WORK REQUIRED – Which lines of the records below contain the word "eiffel"? Show each of them in full.

ENTRIES SHOWN –
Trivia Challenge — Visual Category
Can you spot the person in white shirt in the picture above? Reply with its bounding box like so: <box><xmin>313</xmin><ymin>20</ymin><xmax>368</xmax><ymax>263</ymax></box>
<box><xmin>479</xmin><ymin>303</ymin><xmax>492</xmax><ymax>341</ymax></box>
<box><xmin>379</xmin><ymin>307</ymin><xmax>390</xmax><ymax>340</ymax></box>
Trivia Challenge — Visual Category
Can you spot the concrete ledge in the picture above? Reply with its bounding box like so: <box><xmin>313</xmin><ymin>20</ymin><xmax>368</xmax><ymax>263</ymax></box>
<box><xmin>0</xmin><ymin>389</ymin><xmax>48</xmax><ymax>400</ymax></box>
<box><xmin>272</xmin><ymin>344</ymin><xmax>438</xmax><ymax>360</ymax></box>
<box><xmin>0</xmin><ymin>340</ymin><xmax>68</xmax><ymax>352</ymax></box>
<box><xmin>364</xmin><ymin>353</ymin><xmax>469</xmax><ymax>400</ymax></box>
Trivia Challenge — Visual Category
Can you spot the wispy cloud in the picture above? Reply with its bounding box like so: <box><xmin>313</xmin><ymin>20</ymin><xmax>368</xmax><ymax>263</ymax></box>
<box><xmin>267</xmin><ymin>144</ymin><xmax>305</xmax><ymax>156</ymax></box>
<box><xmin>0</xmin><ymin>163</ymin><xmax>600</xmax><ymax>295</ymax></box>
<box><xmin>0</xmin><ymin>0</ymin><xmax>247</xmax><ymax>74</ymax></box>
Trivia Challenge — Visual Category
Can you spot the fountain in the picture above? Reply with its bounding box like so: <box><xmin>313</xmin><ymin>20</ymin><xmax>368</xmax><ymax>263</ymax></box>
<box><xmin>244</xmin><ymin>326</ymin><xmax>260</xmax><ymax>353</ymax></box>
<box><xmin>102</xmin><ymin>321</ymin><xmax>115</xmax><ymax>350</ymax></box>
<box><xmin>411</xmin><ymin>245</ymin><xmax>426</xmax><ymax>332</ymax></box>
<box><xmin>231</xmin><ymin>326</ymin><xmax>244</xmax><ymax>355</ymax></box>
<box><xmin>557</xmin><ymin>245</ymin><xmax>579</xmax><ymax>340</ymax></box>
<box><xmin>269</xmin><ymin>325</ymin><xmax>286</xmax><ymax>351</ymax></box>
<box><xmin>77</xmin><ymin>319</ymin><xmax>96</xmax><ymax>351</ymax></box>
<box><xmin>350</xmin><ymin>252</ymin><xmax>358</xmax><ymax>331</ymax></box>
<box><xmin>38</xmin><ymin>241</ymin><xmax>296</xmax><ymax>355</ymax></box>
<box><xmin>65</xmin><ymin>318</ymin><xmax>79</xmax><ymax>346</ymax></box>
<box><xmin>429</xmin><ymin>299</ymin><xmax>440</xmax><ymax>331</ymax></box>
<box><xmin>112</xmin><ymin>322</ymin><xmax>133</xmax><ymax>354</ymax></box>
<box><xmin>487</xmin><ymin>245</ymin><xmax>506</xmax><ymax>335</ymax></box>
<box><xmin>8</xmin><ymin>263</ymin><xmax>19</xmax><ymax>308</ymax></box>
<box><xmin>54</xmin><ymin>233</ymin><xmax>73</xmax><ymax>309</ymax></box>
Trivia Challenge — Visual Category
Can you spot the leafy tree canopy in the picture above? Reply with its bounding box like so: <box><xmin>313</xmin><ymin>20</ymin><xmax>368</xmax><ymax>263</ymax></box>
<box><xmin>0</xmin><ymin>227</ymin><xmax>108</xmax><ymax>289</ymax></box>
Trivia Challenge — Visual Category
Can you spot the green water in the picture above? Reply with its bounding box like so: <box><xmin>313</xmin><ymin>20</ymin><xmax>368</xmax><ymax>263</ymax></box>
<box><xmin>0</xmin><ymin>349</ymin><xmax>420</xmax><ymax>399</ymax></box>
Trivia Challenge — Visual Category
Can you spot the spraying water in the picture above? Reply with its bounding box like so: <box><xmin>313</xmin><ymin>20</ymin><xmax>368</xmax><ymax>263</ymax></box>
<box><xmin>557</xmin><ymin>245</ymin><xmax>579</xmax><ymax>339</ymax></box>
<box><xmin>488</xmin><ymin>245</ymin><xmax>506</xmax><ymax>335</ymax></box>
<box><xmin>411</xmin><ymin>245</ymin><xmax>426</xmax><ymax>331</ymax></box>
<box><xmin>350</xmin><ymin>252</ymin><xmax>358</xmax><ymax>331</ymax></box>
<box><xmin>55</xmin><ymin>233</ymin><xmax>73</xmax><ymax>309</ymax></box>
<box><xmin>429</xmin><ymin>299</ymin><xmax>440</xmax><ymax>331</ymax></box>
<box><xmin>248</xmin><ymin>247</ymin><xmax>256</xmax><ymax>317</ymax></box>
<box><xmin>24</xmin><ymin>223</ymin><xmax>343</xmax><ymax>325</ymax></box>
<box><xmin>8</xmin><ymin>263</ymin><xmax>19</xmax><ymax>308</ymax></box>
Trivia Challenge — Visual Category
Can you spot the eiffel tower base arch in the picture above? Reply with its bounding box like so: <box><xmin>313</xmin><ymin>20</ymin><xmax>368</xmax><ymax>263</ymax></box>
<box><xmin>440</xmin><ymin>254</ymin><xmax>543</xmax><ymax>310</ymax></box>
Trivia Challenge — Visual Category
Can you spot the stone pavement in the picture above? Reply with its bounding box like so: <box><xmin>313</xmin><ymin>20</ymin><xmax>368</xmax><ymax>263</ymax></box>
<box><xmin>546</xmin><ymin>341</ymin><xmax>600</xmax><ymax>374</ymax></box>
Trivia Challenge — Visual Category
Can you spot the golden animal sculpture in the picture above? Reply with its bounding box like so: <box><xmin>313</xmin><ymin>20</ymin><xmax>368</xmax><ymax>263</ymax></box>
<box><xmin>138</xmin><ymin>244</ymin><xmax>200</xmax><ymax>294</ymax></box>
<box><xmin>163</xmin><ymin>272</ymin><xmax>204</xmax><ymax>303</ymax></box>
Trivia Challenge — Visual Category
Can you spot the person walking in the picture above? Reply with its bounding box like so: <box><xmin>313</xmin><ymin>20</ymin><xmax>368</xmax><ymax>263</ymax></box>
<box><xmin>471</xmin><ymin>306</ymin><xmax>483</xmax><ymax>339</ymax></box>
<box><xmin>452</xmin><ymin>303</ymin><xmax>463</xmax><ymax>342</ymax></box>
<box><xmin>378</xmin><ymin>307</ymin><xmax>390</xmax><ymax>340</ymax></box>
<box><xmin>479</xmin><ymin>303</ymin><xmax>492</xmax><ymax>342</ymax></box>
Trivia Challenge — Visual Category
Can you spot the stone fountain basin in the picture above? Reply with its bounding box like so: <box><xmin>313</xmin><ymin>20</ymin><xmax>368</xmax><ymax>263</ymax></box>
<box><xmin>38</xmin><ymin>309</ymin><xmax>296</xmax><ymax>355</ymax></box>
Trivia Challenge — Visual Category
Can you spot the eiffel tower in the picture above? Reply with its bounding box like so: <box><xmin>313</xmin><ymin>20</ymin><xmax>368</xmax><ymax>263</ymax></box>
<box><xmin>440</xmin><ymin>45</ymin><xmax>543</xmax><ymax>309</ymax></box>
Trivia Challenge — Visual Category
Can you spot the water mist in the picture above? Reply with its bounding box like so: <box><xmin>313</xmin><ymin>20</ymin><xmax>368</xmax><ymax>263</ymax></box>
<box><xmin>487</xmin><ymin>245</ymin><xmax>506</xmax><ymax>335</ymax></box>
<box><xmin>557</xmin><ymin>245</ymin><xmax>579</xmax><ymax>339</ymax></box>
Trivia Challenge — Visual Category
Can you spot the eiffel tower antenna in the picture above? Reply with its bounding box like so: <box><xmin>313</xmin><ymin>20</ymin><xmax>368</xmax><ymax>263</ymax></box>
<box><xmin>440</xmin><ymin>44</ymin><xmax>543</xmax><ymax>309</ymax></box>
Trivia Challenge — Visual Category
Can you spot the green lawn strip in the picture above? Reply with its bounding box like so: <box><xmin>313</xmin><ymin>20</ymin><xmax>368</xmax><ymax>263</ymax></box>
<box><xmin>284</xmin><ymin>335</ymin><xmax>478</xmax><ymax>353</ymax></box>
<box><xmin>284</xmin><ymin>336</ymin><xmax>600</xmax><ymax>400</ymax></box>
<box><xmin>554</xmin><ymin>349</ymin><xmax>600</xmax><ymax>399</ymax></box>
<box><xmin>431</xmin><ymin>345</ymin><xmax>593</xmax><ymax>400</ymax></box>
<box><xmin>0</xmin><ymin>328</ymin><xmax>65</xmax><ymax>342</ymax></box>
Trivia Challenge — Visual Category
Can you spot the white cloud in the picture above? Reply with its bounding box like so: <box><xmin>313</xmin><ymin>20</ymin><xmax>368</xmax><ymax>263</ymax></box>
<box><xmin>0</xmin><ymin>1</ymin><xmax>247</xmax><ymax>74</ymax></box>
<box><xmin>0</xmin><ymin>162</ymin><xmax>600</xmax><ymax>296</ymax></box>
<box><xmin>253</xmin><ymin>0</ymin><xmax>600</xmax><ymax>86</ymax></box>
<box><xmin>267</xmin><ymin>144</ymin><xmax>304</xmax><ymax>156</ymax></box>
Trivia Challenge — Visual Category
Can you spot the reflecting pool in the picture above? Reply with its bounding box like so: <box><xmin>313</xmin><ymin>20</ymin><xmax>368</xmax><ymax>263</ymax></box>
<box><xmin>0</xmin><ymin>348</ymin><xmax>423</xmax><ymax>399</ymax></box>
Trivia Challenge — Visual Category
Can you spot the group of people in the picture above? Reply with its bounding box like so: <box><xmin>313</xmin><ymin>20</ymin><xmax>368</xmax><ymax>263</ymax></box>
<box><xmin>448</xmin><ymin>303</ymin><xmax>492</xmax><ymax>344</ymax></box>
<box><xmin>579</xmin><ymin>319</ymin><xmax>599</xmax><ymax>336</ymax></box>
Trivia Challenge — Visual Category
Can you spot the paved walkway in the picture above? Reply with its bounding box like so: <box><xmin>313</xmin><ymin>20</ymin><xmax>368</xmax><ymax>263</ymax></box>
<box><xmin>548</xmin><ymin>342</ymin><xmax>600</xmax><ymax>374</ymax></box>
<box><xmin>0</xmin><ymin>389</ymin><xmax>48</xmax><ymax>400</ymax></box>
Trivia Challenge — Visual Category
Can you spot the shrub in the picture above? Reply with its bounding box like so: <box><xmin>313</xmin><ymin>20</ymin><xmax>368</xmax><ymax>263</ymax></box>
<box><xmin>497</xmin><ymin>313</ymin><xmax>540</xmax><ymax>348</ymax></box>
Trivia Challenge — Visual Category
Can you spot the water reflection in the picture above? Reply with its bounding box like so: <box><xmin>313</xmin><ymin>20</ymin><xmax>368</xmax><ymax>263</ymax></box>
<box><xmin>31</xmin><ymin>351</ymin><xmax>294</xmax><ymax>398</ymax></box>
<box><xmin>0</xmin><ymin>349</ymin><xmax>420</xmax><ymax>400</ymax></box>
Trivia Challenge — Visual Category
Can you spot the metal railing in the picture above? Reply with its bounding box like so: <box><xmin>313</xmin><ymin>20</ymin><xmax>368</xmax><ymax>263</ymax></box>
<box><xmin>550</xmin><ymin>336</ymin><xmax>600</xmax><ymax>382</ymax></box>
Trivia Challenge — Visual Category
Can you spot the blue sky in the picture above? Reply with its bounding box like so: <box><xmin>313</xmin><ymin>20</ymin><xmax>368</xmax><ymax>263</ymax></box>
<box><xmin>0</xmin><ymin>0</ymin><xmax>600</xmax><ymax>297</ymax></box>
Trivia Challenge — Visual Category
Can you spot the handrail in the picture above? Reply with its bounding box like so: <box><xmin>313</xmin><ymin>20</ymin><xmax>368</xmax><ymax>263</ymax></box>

WRITTEN ANSWER –
Can you spot the eiffel tower base arch in the picture above? Reply with its bounding box like so: <box><xmin>313</xmin><ymin>20</ymin><xmax>368</xmax><ymax>263</ymax></box>
Can you spot the eiffel tower in the picture above? Reply with its bounding box like so: <box><xmin>313</xmin><ymin>20</ymin><xmax>368</xmax><ymax>263</ymax></box>
Can you spot the eiffel tower antenna in the picture above? Reply with its bounding box like so: <box><xmin>313</xmin><ymin>20</ymin><xmax>368</xmax><ymax>263</ymax></box>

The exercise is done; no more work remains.